‘155’i ararım!..’
Zafer Arapkirli
Son Köşe Yazıları

‘155’i ararım!..’

20.10.2021 05:00
Güncellenme:
Takip Et:

Artık duymayan, izlemeyen kalmamıştır ama hatırlayalım. 

Türkiye Cumhuriyeti tarihinin hafızalara en çok kazınan sokak röportajlarından birinde, bugünün iktidarını savunan ve geçmiş “vesayet” dönemlerini eleştiren “sakallı tonton bir abi”, kenardan laf atan ve yürüyüp giden “laik görünümlü” bir hanımefendiye öfke ile aynen şöyle seslenmişti:

“Bak vallahi 155’i ararım. Seni içeri aldırırım. Vatan haini seni!.. Hain seniii!.”

Aslında, sıradan vatandaşların kendini güçsüz hissettiği ve tartışamayacak kadar savunmasız hale geldiği noktada hep başvurduğu bir silaha sarılmaktır bu:

“Seni içeri aldırırım...”

Devleti arkasına alacak ya. Kendi açığını, devletin gücü ile kapatacak ya. Rakibini (!) de bu şekilde etkisiz hale getirecek ya... Bundan güzel bir çare olamaz tabii.

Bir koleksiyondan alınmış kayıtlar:
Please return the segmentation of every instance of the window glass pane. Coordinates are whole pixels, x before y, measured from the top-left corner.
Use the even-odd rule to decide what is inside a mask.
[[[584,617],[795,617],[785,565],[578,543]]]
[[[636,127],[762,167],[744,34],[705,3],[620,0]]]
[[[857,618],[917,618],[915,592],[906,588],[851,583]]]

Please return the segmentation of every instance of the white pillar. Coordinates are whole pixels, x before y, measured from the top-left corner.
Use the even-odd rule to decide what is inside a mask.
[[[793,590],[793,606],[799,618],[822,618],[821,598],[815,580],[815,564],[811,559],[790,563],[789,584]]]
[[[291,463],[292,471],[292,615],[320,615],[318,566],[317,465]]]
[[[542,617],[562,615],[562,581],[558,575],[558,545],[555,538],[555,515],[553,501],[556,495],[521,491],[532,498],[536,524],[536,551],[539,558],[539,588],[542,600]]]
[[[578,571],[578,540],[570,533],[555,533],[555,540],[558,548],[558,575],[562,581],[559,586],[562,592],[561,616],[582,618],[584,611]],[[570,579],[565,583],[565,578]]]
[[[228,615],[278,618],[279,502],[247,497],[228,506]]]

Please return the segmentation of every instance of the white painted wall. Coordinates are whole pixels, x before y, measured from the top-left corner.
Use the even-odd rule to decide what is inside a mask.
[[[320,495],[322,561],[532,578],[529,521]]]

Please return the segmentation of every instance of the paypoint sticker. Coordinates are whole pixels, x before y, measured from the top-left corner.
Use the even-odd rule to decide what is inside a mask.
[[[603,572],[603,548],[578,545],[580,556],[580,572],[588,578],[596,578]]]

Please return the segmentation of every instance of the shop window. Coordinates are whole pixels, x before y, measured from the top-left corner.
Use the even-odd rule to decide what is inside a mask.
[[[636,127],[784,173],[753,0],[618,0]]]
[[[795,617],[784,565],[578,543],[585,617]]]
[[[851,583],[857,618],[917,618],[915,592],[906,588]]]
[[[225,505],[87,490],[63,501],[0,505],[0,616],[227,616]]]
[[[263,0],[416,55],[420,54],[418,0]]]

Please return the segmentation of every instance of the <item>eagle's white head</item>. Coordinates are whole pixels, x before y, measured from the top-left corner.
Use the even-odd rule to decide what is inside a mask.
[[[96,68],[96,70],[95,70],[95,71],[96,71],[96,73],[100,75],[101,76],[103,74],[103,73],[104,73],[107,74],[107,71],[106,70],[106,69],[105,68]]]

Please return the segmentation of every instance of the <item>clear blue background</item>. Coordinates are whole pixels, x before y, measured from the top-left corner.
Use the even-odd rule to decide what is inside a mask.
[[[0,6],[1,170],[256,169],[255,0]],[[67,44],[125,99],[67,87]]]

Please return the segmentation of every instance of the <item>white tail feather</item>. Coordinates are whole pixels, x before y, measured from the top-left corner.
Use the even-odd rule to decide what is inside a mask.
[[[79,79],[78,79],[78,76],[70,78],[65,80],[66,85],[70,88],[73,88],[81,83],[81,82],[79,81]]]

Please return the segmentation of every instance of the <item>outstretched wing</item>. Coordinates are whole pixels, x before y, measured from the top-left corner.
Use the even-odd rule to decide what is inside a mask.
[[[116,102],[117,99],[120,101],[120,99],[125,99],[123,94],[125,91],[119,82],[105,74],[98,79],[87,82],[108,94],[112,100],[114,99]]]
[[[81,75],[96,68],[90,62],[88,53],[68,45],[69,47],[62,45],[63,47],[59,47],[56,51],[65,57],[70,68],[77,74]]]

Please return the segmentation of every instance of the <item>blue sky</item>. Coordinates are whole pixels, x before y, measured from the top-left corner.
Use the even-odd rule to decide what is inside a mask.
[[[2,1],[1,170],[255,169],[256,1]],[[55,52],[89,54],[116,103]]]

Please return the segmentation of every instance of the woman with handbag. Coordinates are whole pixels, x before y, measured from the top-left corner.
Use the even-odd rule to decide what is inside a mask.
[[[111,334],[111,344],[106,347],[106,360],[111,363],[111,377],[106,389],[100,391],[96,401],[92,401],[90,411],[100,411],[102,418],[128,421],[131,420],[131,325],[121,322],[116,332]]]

Yapılacaklar
a: Köşe yazısında "Artık duymayan, izlemeyen" ifadesinden "çare olamaz tabii." ifadesine kadar olan kısmı, "hanımefendiye" sözcüğünü "kadına" ile değiştirerek yeniden yazın.
b: Köşe yazısına göre aşağıdaki soruları yanıtlayın:
(i) Yazı hangi tarihte ve saatte yayımlanmış?
(ii) Röportajdaki "sakallı tonton bir abi" hangi numarayı arayacağını söylüyor?
(iii) Aynı kişi bugünün neyini savunuyor?

Yanıtlar
a:
Artık duymayan, izlemeyen kalmamıştır ama hatırlayalım. 

Türkiye Cumhuriyeti tarihinin hafızalara en çok kazınan sokak röportajlarından birinde, bugünün iktidarını savunan ve geçmiş “vesayet” dönemlerini eleştiren “sakallı tonton bir abi”, kenardan laf atan ve yürüyüp giden “laik görünümlü” bir kadına öfke ile aynen şöyle seslenmişti:

“Bak vallahi 155’i ararım. Seni içeri aldırırım. Vatan haini seni!.. Hain seniii!.”

Aslında, sıradan vatandaşların kendini güçsüz hissettiği ve tartışamayacak kadar savunmasız hale geldiği noktada hep başvurduğu bir silaha sarılmaktır bu:

“Seni içeri aldırırım...”

Devleti arkasına alacak ya. Kendi açığını, devletin gücü ile kapatacak ya. Rakibini (!) de bu şekilde etkisiz hale getirecek ya... Bundan güzel bir çare olamaz tabii.

b:
(i) 20.10.2021, saat 05:00
(ii) 155
(iii) İktidarını